__Selection__.
# # # # # # #

The Mansfield Football Netball Club, nicknamed the Eagles, is an Australian rules football and netball club based in Mansfield, Victoria.

The Mansfield teams currently compete in the Goulburn Valley League. The Eagles home ground is the Mansfield Recreation Reserve.

History
The seed of the Mansfield FC was planted because of an advertisement in the Mansfield Guardian on 18 May 1878. The ad called for a meeting to be held at the Mansfield Hotel with the purpose of forming a football club.

Surviving records of those times describe a game between Mansfield and Jamieson in July 1883. Nevertheless, in 1886 the Mansfield Courier reported that Mansfield had fielded teams in 1881.

# # # # # # #

__Entries provided__.
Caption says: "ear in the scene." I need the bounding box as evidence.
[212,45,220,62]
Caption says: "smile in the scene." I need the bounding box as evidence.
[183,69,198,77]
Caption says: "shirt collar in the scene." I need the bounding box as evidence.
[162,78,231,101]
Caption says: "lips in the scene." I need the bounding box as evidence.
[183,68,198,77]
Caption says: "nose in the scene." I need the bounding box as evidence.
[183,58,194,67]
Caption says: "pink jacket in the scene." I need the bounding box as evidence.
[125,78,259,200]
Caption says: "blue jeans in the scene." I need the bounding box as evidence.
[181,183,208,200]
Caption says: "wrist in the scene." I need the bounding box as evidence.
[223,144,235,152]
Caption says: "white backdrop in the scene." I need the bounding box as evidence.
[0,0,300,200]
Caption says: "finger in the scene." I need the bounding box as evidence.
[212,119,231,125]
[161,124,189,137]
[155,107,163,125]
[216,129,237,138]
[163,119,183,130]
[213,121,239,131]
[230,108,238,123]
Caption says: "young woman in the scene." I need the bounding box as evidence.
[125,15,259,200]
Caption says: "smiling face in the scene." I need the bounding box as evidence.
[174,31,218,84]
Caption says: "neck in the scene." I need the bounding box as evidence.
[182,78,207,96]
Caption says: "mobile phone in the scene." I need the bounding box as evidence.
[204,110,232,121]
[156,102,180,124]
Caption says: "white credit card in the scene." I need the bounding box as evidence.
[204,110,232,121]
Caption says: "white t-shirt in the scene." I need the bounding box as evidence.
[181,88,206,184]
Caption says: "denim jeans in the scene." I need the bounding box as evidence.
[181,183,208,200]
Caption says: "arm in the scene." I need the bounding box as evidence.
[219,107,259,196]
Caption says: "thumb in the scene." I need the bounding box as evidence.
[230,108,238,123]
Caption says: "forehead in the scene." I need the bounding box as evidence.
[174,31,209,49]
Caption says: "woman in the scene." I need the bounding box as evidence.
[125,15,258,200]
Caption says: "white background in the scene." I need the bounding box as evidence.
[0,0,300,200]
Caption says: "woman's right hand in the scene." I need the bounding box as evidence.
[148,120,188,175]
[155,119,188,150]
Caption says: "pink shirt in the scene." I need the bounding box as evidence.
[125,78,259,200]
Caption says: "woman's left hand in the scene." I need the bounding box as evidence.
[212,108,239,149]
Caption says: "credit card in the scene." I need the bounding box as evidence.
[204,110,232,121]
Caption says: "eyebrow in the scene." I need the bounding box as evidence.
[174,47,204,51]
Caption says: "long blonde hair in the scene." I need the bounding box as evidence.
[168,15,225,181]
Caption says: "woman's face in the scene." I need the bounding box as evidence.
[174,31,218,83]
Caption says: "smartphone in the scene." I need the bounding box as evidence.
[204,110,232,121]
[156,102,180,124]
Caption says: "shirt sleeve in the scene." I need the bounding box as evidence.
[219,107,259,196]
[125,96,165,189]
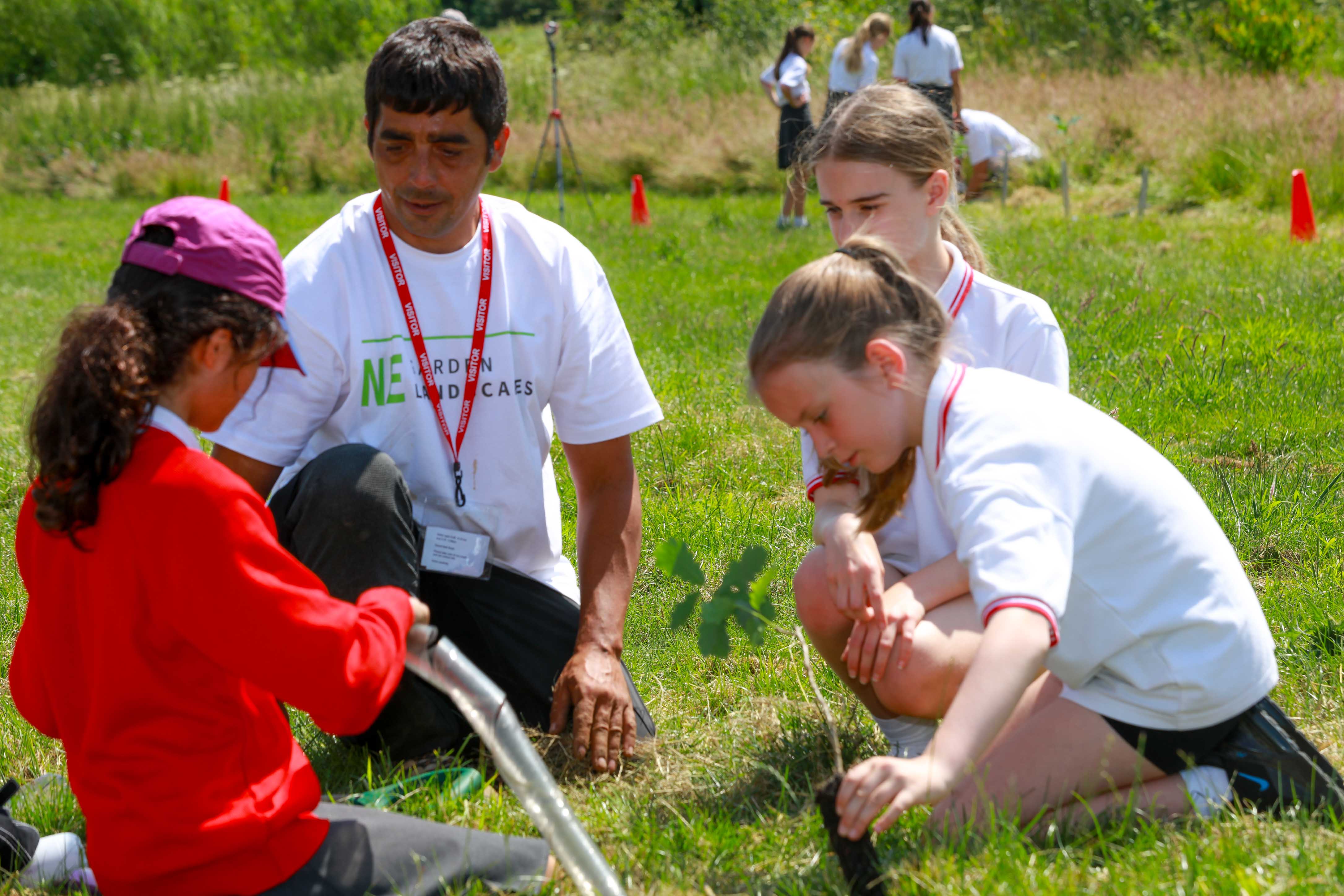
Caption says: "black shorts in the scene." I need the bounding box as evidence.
[821,90,853,121]
[1102,713,1242,775]
[780,103,812,170]
[910,85,953,127]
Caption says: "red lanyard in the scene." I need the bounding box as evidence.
[374,193,495,506]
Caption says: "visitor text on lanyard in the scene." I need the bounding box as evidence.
[374,193,495,506]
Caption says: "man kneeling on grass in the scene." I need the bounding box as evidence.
[211,17,663,771]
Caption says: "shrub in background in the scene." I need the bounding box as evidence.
[0,0,442,86]
[1211,0,1331,74]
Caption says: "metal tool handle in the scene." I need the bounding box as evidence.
[406,625,625,896]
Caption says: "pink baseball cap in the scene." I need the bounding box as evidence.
[121,196,306,375]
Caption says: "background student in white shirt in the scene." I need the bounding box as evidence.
[761,24,817,230]
[821,12,895,119]
[211,16,663,771]
[961,109,1040,199]
[793,85,1068,755]
[747,236,1344,838]
[891,0,965,129]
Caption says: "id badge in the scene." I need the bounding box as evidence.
[421,525,491,579]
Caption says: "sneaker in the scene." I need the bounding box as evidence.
[1202,697,1344,817]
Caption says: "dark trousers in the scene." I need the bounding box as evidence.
[261,802,551,896]
[270,445,655,762]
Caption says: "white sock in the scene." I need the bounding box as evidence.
[872,716,938,759]
[19,832,93,887]
[1180,766,1232,818]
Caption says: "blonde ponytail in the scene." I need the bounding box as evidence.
[747,235,950,532]
[844,12,895,74]
[938,207,993,274]
[798,85,989,274]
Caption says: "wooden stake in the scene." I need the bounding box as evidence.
[1059,158,1068,220]
[793,626,844,775]
[999,149,1008,208]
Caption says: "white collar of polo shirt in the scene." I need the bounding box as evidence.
[937,239,976,320]
[149,404,200,451]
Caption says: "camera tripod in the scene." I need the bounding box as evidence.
[523,21,597,224]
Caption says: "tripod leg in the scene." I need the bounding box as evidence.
[560,118,597,218]
[523,118,551,208]
[551,117,564,227]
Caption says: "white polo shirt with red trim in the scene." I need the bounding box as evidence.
[802,242,1068,575]
[922,360,1278,731]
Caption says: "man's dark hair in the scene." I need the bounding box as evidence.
[364,16,508,152]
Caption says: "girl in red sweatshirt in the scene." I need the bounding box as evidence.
[9,197,548,896]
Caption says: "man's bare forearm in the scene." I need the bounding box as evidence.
[566,439,642,657]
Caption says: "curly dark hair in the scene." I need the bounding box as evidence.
[28,226,285,545]
[364,16,508,152]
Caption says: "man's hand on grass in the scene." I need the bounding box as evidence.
[551,645,636,771]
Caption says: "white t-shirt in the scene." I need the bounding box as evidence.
[210,193,663,601]
[801,242,1068,575]
[891,25,965,87]
[829,38,878,93]
[761,52,812,109]
[923,360,1278,731]
[961,109,1040,165]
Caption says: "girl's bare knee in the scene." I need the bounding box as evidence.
[793,548,849,633]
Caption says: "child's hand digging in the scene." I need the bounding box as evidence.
[836,754,957,840]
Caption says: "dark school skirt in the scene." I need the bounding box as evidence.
[821,90,853,121]
[780,103,812,170]
[910,85,953,127]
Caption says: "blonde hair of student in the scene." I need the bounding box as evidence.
[747,235,952,532]
[800,85,989,274]
[844,12,896,72]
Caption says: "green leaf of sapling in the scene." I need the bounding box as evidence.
[749,570,774,619]
[653,539,704,586]
[668,591,700,631]
[714,544,770,598]
[700,598,732,625]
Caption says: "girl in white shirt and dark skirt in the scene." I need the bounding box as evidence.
[747,236,1344,838]
[891,0,965,130]
[761,24,817,230]
[821,12,895,121]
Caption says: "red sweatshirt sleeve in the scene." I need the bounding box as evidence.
[9,502,60,738]
[9,629,60,738]
[146,458,413,735]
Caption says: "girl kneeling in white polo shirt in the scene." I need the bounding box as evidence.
[747,238,1344,838]
[793,85,1068,756]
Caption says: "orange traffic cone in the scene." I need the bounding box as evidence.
[630,174,649,224]
[1290,168,1316,243]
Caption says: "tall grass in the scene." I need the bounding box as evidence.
[0,27,1344,215]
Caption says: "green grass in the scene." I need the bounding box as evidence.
[0,185,1344,893]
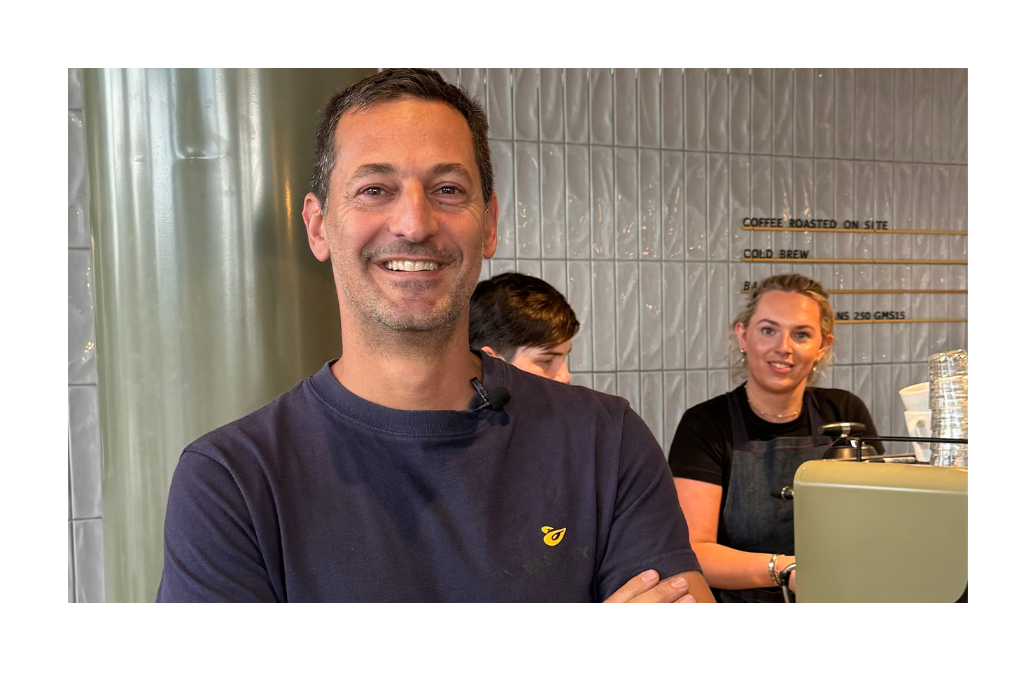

# # # # # # #

__Work required__.
Set down the stretch of the Mansfield Football Netball Club text from "The Mansfield Football" through "a football club.", word for word.

__Solution to this problem__.
The Mansfield Football Netball Club, nicknamed the Eagles, is an Australian rules football and netball club based in Mansfield, Victoria.

The Mansfield teams currently compete in the Goulburn Valley League. The Eagles home ground is the Mansfield Recreation Reserve.

History
The seed of the Mansfield FC was planted because of an advertisement in the Mansfield Guardian on 18 May 1878. The ad called for a meeting to be held at the Mansfield Hotel with the purpose of forming a football club.